::: Records to use

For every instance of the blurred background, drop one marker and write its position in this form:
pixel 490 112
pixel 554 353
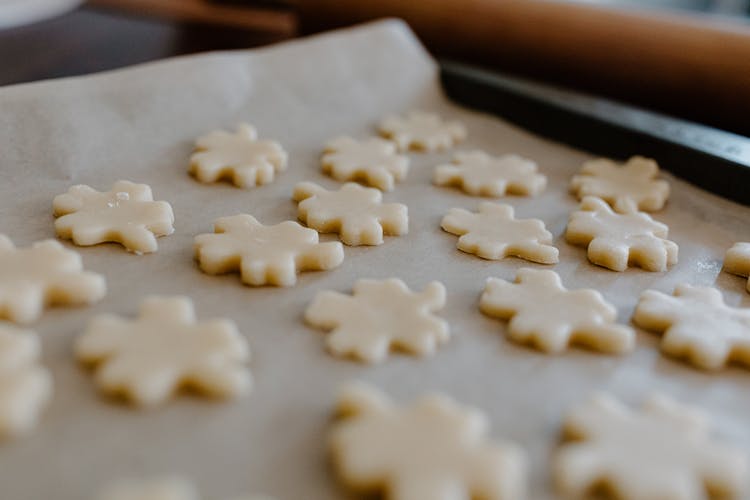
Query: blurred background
pixel 686 58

::::::

* _Objective_: Output every line of the rows above as a numbered list, skipping blank lines. Leave the pictures out.

* _Task answer_:
1. For every instance of the blurred background, drop one marker and write its position in this form:
2. pixel 490 112
3. pixel 554 353
4. Query: blurred background
5. pixel 686 58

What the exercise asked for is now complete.